Fans of Westmount native and McGill alumnus Leonard Cohen have a new way to lift their spirits from the annual winter gloom. Old Ideas, released January 31, is Cohen’s first album of new material in eight years. Cohen – an incessantly mythic figure, born before Elvis, who came to light only after more than a decade as Canada’s favourite poet, merely adds to his mystique with age. Old Ideas is no exception to that habit.

Featured as a poem and sound clip in the New Yorker two weeks before official release, the opening track, “Going Home” is an instant masterpiece, and undoubtedly the finest gem on the album. At a CD-launch gathering in London, Cohen said, “I think this particular album invites you to be swept along with it.” Cohen leads you on the journey, as he has with earlier efforts, but now he’s seen more of the road—– and has aged during his travels.

In Going Home, we hear the Cohen who led us down to the river in “Suzanne,” the Cohen whose name claims ancestry from priests in the temple of Jerusalem. Here, Cohen is both Moses and Odysseus, in permanent exile from a home that in fact may never have existed.

While critics and listeners hail Old Ideas as a return to form, the songs are consistent with Cohen’s early songs only in theme – love, sorrow, sex, pain, and prostration, the idea of a return to form is as illusory as the concept of homeland.  Going Home offers an illusion of home, but the home we remember is never the one we experienced; one can never truly return home. The chorus, where Cohen sings, “going home without my burden/ going home behind the curtain/ going home without the costume that I wore” is like Moses accepting a life of wandering for salvation, or Odysseus, whose return home after ten grueling years at sea. is as cultural critic Svetlana Boym writes, “about nonrecognition.”

Cohen might return to old ideas, old forms, the scraps of songs and broken love, but he will never be old Leonard, as his gradually deepening voice confirms. Without a vision of the future, and unable to decipher the past, Cohen opens up the cavernous grace of his voice and says, “follow me.”

*INFORMATION SUPPLIED*

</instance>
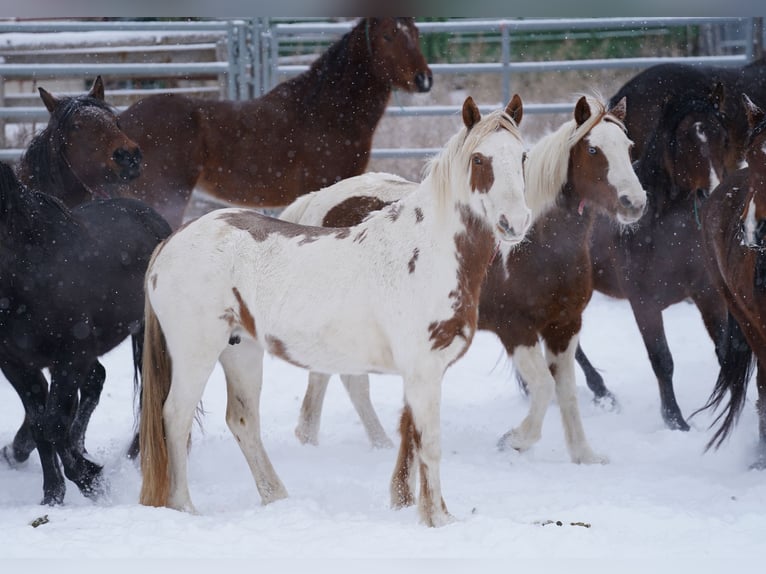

*WHAT THE TASK ASKS*
Reproduce the passage of the Old Ideas review that begins with the words containing "Fans of Westmount" and ends with "to that habit.". The listing has no connection to the Old Ideas review.

*SOLUTION TO THE PROBLEM*
Fans of Westmount native and McGill alumnus Leonard Cohen have a new way to lift their spirits from the annual winter gloom. Old Ideas, released January 31, is Cohen’s first album of new material in eight years. Cohen – an incessantly mythic figure, born before Elvis, who came to light only after more than a decade as Canada’s favourite poet, merely adds to his mystique with age. Old Ideas is no exception to that habit.